» **ABOUT THIS TASK**:
Match the word "white". Return each line of the data below where it appears.

Stored data entries:
'''
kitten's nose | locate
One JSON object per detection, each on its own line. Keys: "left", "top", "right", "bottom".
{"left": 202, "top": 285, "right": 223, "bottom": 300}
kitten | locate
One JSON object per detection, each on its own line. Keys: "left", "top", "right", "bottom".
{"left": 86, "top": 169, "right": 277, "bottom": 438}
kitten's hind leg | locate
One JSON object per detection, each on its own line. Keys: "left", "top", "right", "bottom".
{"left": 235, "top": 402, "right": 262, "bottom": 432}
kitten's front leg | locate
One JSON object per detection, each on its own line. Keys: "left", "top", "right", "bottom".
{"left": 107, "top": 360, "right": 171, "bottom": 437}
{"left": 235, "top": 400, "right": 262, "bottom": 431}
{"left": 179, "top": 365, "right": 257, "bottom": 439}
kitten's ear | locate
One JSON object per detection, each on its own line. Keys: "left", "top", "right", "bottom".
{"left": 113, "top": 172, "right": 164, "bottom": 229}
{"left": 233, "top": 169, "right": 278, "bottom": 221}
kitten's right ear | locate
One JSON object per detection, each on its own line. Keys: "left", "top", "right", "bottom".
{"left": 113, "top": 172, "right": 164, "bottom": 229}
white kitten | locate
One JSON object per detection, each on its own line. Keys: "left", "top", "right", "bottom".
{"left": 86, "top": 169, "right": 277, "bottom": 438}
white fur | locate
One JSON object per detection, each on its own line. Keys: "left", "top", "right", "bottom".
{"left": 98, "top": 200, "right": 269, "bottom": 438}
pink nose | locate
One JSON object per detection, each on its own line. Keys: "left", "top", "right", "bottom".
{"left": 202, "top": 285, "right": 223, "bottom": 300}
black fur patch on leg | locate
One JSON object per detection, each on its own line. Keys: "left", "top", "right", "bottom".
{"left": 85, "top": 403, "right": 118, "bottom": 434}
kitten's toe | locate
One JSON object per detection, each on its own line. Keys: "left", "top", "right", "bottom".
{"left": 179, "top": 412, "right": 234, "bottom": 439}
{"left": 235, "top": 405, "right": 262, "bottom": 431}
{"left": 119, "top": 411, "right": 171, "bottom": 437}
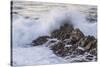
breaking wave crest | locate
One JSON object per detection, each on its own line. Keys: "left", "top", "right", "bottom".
{"left": 13, "top": 8, "right": 97, "bottom": 47}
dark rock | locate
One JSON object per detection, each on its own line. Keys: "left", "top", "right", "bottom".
{"left": 84, "top": 36, "right": 95, "bottom": 46}
{"left": 77, "top": 38, "right": 85, "bottom": 46}
{"left": 32, "top": 36, "right": 50, "bottom": 46}
{"left": 85, "top": 40, "right": 97, "bottom": 51}
{"left": 81, "top": 36, "right": 96, "bottom": 51}
{"left": 69, "top": 28, "right": 85, "bottom": 44}
{"left": 63, "top": 39, "right": 70, "bottom": 42}
{"left": 72, "top": 59, "right": 88, "bottom": 62}
{"left": 64, "top": 46, "right": 75, "bottom": 56}
{"left": 30, "top": 18, "right": 97, "bottom": 61}
{"left": 89, "top": 39, "right": 97, "bottom": 50}
{"left": 46, "top": 39, "right": 59, "bottom": 47}
{"left": 86, "top": 55, "right": 94, "bottom": 61}
{"left": 49, "top": 40, "right": 57, "bottom": 43}
{"left": 51, "top": 23, "right": 74, "bottom": 40}
{"left": 78, "top": 35, "right": 97, "bottom": 52}
{"left": 50, "top": 41, "right": 78, "bottom": 57}
{"left": 50, "top": 42, "right": 66, "bottom": 57}
{"left": 86, "top": 55, "right": 94, "bottom": 58}
{"left": 90, "top": 48, "right": 97, "bottom": 56}
{"left": 73, "top": 48, "right": 85, "bottom": 55}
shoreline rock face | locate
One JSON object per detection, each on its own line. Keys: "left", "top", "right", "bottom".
{"left": 31, "top": 23, "right": 97, "bottom": 62}
{"left": 32, "top": 36, "right": 50, "bottom": 46}
{"left": 51, "top": 23, "right": 74, "bottom": 40}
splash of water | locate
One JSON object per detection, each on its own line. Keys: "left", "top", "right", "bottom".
{"left": 13, "top": 8, "right": 97, "bottom": 47}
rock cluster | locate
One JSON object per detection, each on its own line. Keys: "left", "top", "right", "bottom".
{"left": 51, "top": 23, "right": 74, "bottom": 40}
{"left": 31, "top": 23, "right": 97, "bottom": 62}
{"left": 32, "top": 36, "right": 50, "bottom": 46}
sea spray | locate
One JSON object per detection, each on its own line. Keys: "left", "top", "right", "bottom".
{"left": 13, "top": 8, "right": 97, "bottom": 47}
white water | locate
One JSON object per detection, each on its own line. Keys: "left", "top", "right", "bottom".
{"left": 13, "top": 46, "right": 68, "bottom": 66}
{"left": 13, "top": 8, "right": 97, "bottom": 47}
{"left": 12, "top": 5, "right": 97, "bottom": 66}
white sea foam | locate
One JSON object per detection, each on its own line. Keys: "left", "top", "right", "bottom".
{"left": 13, "top": 46, "right": 67, "bottom": 66}
{"left": 12, "top": 6, "right": 97, "bottom": 66}
{"left": 13, "top": 8, "right": 97, "bottom": 47}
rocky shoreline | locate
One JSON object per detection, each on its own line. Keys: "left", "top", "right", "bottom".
{"left": 31, "top": 22, "right": 97, "bottom": 62}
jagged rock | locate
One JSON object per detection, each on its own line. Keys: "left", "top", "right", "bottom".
{"left": 77, "top": 38, "right": 86, "bottom": 46}
{"left": 51, "top": 23, "right": 74, "bottom": 40}
{"left": 46, "top": 39, "right": 59, "bottom": 47}
{"left": 50, "top": 42, "right": 70, "bottom": 57}
{"left": 49, "top": 40, "right": 57, "bottom": 43}
{"left": 79, "top": 36, "right": 96, "bottom": 51}
{"left": 72, "top": 59, "right": 88, "bottom": 62}
{"left": 50, "top": 25, "right": 97, "bottom": 58}
{"left": 51, "top": 42, "right": 75, "bottom": 57}
{"left": 32, "top": 36, "right": 50, "bottom": 46}
{"left": 64, "top": 45, "right": 76, "bottom": 56}
{"left": 30, "top": 20, "right": 97, "bottom": 61}
{"left": 86, "top": 55, "right": 94, "bottom": 61}
{"left": 50, "top": 42, "right": 77, "bottom": 57}
{"left": 63, "top": 39, "right": 71, "bottom": 43}
{"left": 85, "top": 40, "right": 96, "bottom": 51}
{"left": 73, "top": 48, "right": 85, "bottom": 55}
{"left": 90, "top": 48, "right": 97, "bottom": 56}
{"left": 69, "top": 28, "right": 85, "bottom": 44}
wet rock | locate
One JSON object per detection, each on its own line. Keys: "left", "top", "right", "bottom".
{"left": 90, "top": 48, "right": 97, "bottom": 56}
{"left": 90, "top": 39, "right": 97, "bottom": 50}
{"left": 84, "top": 36, "right": 95, "bottom": 45}
{"left": 51, "top": 23, "right": 74, "bottom": 40}
{"left": 50, "top": 26, "right": 97, "bottom": 58}
{"left": 85, "top": 40, "right": 96, "bottom": 51}
{"left": 77, "top": 38, "right": 85, "bottom": 46}
{"left": 30, "top": 19, "right": 97, "bottom": 61}
{"left": 86, "top": 55, "right": 94, "bottom": 61}
{"left": 50, "top": 41, "right": 77, "bottom": 57}
{"left": 69, "top": 28, "right": 85, "bottom": 44}
{"left": 77, "top": 35, "right": 97, "bottom": 52}
{"left": 71, "top": 28, "right": 85, "bottom": 38}
{"left": 50, "top": 42, "right": 64, "bottom": 51}
{"left": 63, "top": 39, "right": 71, "bottom": 43}
{"left": 50, "top": 42, "right": 67, "bottom": 57}
{"left": 73, "top": 48, "right": 85, "bottom": 55}
{"left": 49, "top": 40, "right": 57, "bottom": 43}
{"left": 80, "top": 36, "right": 96, "bottom": 51}
{"left": 46, "top": 39, "right": 59, "bottom": 47}
{"left": 72, "top": 59, "right": 88, "bottom": 62}
{"left": 32, "top": 36, "right": 50, "bottom": 46}
{"left": 64, "top": 45, "right": 75, "bottom": 56}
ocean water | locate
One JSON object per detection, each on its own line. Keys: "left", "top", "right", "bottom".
{"left": 12, "top": 1, "right": 97, "bottom": 66}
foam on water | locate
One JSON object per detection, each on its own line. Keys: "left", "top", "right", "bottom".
{"left": 12, "top": 7, "right": 97, "bottom": 66}
{"left": 13, "top": 46, "right": 67, "bottom": 66}
{"left": 13, "top": 8, "right": 97, "bottom": 47}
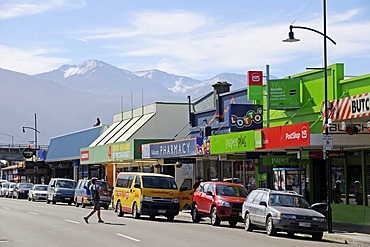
'''
» **EXERCISE ANSWER**:
white kitten | locate
white fur | locate
white water | locate
white sea foam | locate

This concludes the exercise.